Description of the task: Copy out every line in the entries below that includes "outline".

Working data section start

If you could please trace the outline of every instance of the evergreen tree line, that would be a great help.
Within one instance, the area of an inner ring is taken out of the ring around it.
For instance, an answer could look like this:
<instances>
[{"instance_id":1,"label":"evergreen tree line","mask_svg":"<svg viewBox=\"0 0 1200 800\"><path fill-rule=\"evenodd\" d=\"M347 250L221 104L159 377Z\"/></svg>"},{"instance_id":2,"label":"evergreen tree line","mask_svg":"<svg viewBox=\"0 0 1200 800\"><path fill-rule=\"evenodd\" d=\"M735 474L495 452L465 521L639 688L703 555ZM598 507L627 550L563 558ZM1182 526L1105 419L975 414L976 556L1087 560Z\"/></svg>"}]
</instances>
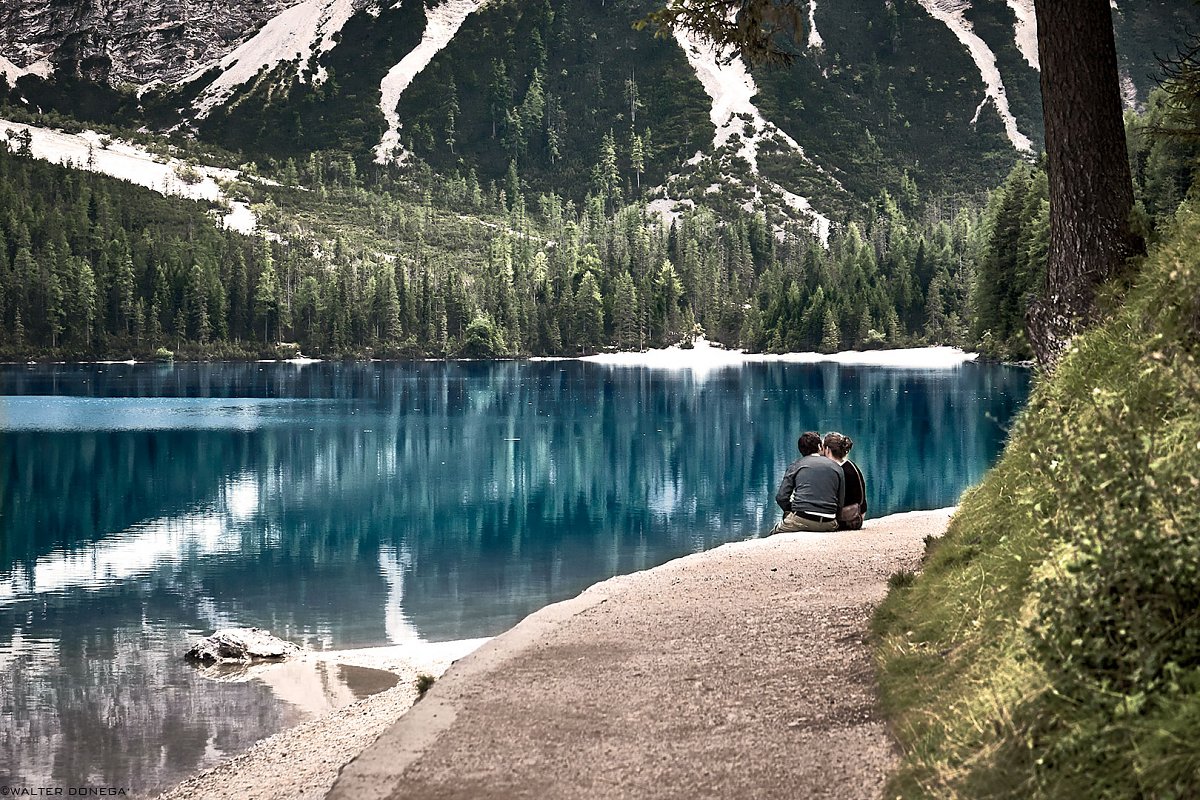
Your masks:
<instances>
[{"instance_id":1,"label":"evergreen tree line","mask_svg":"<svg viewBox=\"0 0 1200 800\"><path fill-rule=\"evenodd\" d=\"M1148 231L1191 186L1195 141L1146 134L1179 109L1164 91L1130 118ZM529 207L515 164L486 185L420 164L360 173L336 151L264 169L304 187L262 189L256 208L283 238L222 231L200 204L0 147L0 354L573 355L703 330L756 351L1030 355L1049 206L1044 171L1025 162L986 203L882 193L827 247L748 213L665 225L600 186L578 207L554 194ZM305 233L306 208L351 221Z\"/></svg>"},{"instance_id":2,"label":"evergreen tree line","mask_svg":"<svg viewBox=\"0 0 1200 800\"><path fill-rule=\"evenodd\" d=\"M390 252L295 226L286 241L222 231L197 203L0 148L0 348L239 357L288 342L320 355L483 357L664 346L699 329L766 350L966 343L969 208L913 220L885 195L826 249L761 215L700 209L667 226L640 207L609 214L604 197L577 210L555 195L527 210L519 184L509 201L428 172L419 202L381 204L352 162L318 161L317 174L299 173L326 196L398 209L372 221L390 227ZM477 244L430 247L444 242L437 206L498 222Z\"/></svg>"}]
</instances>

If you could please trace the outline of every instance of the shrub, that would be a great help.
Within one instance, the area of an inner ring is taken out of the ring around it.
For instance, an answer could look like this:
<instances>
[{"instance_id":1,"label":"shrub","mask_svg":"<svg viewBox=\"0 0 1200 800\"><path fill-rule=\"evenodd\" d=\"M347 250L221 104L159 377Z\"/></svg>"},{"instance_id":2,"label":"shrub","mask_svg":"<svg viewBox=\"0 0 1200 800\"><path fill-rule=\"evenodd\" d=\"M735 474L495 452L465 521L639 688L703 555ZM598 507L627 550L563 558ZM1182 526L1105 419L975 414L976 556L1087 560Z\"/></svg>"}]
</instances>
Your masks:
<instances>
[{"instance_id":1,"label":"shrub","mask_svg":"<svg viewBox=\"0 0 1200 800\"><path fill-rule=\"evenodd\" d=\"M1200 214L875 618L889 796L1200 797Z\"/></svg>"},{"instance_id":2,"label":"shrub","mask_svg":"<svg viewBox=\"0 0 1200 800\"><path fill-rule=\"evenodd\" d=\"M1158 254L1175 266L1154 300L1080 340L1041 414L1035 463L1058 544L1031 630L1068 697L1126 703L1200 668L1200 275L1186 256Z\"/></svg>"},{"instance_id":3,"label":"shrub","mask_svg":"<svg viewBox=\"0 0 1200 800\"><path fill-rule=\"evenodd\" d=\"M505 355L508 348L504 338L496 330L491 317L486 314L476 316L467 325L463 334L462 346L458 349L459 358L495 358Z\"/></svg>"}]
</instances>

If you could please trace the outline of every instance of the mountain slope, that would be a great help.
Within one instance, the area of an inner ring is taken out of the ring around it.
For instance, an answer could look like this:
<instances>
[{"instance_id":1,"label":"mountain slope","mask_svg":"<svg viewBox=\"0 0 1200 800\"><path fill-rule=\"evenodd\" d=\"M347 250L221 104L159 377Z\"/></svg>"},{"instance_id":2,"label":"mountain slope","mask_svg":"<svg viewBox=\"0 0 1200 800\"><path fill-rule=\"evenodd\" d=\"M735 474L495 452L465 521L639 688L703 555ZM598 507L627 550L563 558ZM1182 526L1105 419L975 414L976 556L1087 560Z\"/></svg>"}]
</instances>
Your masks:
<instances>
[{"instance_id":1,"label":"mountain slope","mask_svg":"<svg viewBox=\"0 0 1200 800\"><path fill-rule=\"evenodd\" d=\"M294 3L10 0L0 7L0 55L112 85L172 83Z\"/></svg>"},{"instance_id":2,"label":"mountain slope","mask_svg":"<svg viewBox=\"0 0 1200 800\"><path fill-rule=\"evenodd\" d=\"M413 156L508 195L757 204L820 229L881 189L979 192L1042 137L1031 0L808 0L795 63L744 75L632 30L654 0L52 5L5 12L14 104L260 160ZM1125 0L1114 21L1136 104L1200 9Z\"/></svg>"}]
</instances>

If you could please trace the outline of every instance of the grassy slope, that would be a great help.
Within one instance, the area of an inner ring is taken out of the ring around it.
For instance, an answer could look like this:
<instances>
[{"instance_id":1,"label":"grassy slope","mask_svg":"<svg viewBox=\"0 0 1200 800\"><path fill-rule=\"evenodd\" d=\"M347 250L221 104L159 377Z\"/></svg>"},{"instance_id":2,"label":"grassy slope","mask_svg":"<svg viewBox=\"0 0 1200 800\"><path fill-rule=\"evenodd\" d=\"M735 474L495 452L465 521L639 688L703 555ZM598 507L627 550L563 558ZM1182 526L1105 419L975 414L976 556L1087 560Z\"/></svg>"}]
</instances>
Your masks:
<instances>
[{"instance_id":1,"label":"grassy slope","mask_svg":"<svg viewBox=\"0 0 1200 800\"><path fill-rule=\"evenodd\" d=\"M1200 796L1200 213L875 619L889 796Z\"/></svg>"}]
</instances>

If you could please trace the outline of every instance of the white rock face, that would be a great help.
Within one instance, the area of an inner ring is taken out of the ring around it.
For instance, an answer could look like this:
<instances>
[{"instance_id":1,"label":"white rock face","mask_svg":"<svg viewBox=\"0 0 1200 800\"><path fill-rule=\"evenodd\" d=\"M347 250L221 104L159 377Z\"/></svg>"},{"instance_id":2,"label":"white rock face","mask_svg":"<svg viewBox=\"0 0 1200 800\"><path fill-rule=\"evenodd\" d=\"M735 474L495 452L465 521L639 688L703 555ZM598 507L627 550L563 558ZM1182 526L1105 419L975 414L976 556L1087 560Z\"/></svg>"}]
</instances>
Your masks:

Working data section end

Task output:
If you could please trace the outline of every instance of the evergreen tree line, that would be a great help.
If you could please trace the outline of every instance of the shrub, that would be a great help.
If you could please trace the outline of every instance of the mountain slope, that would be a great help.
If you could please trace the outline of every instance of the grassy slope, that would be a great help.
If you could please trace the outline of every instance of the white rock face, that would be a great help.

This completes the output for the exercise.